**Vorliegender Text**.

# Exchange auf Debian Lenny möglich? VBox o.ä.?



## M. Zink (26. Okt. 2010)

Hallo,

da mein Server im Büro eigentlich nur einen Zweck erfüllt - meinen Exchange beherrbergen - dachte ich nun darüber nach was nötig wäre um auf meinem Web Server (Debian Lenny) einen Exchange zu installieren. Eine Zeit lang hab ich verschiedene Groupware getestet aber das ging mir echt alles nur auf die Nerven weil nichts einen wirklich 100% Exchange Ersatz darstellt. Und die Lizenzen sind kein Problem da ich eh Windows Server und weiß der Teufel noch alles Lizenzen hab. Die Frage ist nun bloß ob es Sinn macht einen Exchange z.B. in einer virtuellen Umgebung zu installieren und ob dies möglicherweise ein gewaltiges Sicherheitsrisiko darstellt. Meine Idee wäre jetzt VBox zu installieren (nach Anleitung für VBox ohne Gui) und da drin dann einen Windows Server aufzusetzen mit der gleichen Konfiguration wie mein lokaler Windows Server. Jetzt hab ich nur Bedenken das mein Webserver danach das kotzen bekommt da Windows ja die Angewohnheit hat durchzudrehen was Leistung und Speicherbedarf betrifft.

Was meint ihr zu der Idee? Lieber weiter 30 Euro für Stom im Moment ausgeben oder es wagen das Vorhaben umzusetzen? Oder kennt jemand einen Anbieter bei dem ich sagen wir 10 Postfächer für unter 30 Euro bekomme in Form von Hosted Exchange?


----------



## F4RR3LL (27. Okt. 2010)

Schau dir mal http://proxmox.org/ an. Dort kannst du mixxen zwischen OpenVZ = sehr sparsames virtualisieren von Linux Distris. Wenig overhead.
Zugleich kannst du dort via KVM vollvirtualisieren .. zB Windows / BSD und wenn du spezielle extra Kernel brauchst auch Linux.
Das ist meiner Meinung nach die sparsamste Gesamtmischung für mixxed Systeme.

Gruß Sven


----------



## M. Zink (27. Okt. 2010)

**Aufgaben**.
(1) Beantworte zum Forenthread zu Exchange auf Debian Lenny diese Fragen:
(a) Welche Distribution läuft auf dem Webserver?
(b) Wie viel gibt der Fragesteller im Moment für Strom aus?
(c) Welche Website empfiehlt F4RR3LL?
(2) Welche Systeme lassen sich laut dem Forenthread zu Exchange auf Debian Lenny per KVM vollvirtualisieren? Nenne alle.
(3) Schreibe den Forenthread zu Exchange auf Debian Lenny weiter, und zwar mit dem Beitrag von M. Zink vom 27. Okt. 2010.

**Bereitgestelltes Material**.
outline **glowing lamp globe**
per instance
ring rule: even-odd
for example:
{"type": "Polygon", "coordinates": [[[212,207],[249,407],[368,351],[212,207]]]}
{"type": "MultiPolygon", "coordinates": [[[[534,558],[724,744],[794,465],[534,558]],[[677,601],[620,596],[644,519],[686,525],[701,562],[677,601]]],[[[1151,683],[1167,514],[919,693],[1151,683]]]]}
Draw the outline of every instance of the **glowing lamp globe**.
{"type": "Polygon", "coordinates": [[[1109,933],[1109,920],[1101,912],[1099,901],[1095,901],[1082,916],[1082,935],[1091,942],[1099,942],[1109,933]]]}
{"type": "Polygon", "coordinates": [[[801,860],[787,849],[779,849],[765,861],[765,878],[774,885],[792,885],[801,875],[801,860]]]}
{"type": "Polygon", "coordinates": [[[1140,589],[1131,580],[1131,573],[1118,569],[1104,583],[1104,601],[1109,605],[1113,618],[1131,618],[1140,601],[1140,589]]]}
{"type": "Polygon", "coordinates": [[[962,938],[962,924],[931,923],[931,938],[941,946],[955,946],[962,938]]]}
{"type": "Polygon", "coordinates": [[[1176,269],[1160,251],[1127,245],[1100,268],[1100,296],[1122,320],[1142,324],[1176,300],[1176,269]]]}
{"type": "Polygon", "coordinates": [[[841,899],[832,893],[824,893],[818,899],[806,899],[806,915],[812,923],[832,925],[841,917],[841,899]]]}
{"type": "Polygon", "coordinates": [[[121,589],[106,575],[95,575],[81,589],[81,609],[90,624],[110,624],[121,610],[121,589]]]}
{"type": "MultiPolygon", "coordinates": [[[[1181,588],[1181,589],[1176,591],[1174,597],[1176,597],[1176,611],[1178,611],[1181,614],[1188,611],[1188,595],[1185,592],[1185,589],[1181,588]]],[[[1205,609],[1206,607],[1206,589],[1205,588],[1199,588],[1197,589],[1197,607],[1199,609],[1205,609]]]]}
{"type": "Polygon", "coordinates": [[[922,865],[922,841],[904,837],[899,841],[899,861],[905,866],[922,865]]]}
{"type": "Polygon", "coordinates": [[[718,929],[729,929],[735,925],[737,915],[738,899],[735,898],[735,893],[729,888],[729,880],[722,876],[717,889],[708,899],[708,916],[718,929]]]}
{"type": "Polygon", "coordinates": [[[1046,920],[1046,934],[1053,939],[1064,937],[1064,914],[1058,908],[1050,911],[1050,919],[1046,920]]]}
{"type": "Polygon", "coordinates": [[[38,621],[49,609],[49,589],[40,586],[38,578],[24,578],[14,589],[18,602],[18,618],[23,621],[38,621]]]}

**Antworten**.
(1)
(a) Debian Lenny
(b) 30 Euro
(c) http://proxmox.org/

(2) Windows, BSD und Linux (wenn man spezielle extra Kernel braucht)

(3)
Naja ich kann OpenVZ ja auch ohne zusätzliche Software auf den Server packen. Die Installation ist ja nicht unbedingt so schwer außer ab dem Punkt wo Windows eigentlich erwartet das ich mit der Maus irgendwas anklicke da ich auf dem Webserver ja keine Gui hab wo ich irgendwas klicken könnte und bei der Installation kommt man ja noch nicht per RDP oder sowas drauf.

Dieses Proxmox versteh ich aber auch nicht so wirklich. Ist das Teil so gesehen eine Weboberfläche mit der ich meine virtuellen Gäste verwalte oder wie muss ich mir das vorstellen?

Die Frage die mich brennender interessiert ist ob jemand schon mal sowas umgesetzt hat und Erfahrungen hat wie start mein Server dadurch belastet wird und ob das überhaupt Sinn ergibt auf einem Webserver virtuell einen Windows Server aufzusetzen.


----------



## Burge (27. Okt. 2010)

Das hängt doch in erster Line mal von deinem Server ab und welche vt befehle die cpu kann...

Ich für meine Teil setzte da heterogene Umgebungen ausschließlich auf den ESXi von Vmware.


----------



## M. Zink (28. Okt. 2010)

Also mein Webserver ist der EQ6 von Hetzner den ich wenn damit ausstatten möchte. Hat nen Core i7 720 und 12 GB Ram. Laut Munin ist die Auslastung echt absolut zu vernachlässigen. Bewegt sich auf jeden Fall unter 10% bei der CPU und beim Ram aufgrund meiner recht harten Beschränkungen was der Apache usw. brauchen darf ist auch hier die Speicherauslastung so bei ca. 20% maximal. Mein Apache wird dann automatisch neu gestartet wenn er den Grenzwert überschreitet.

Das heißt ich hab auf jeden Fall noch Recourcen auf dem Server frei. Die Frage ist einfach bloß ob der virtuelle Server sich so weit einstellen lässt damit ich festlegen kann wie viel Leistung der sich nehmen darf. Das Hostsystem muss in jedem Fall Vorrang haben. Zumal es mir auch egal ist ob der Exchange ein wenig krampft und langsam ist.

Die Alternative wäre dazu sonst ein Hostet Exchange für max 15 Euro pro Monat und davon gibt es ja genügend. Denn mein Server im Büro verbraucht gemessen über 40 Euro Strom jeden Monat und das will ich nicht mehr. Ich klemm ne externe Platte an meine Fritzbox als NAS für zentrale Daten und fertig.

Wie muss ich mir das überhaupt vorstellen? Kann ich den Windows Server überhaupt so einfach auf einem Webserver installieren ohne GUI oder gibt es da mögliche Lösungen für? Im Härtefall würde ich das einfach testen und wenn mein Server das Kotzen bekommt halt wieder löschen. Ein HowTo für so eine Aktion hab ich nicht finden können aber vielleicht weiß ja jemand wie man da vorgeht.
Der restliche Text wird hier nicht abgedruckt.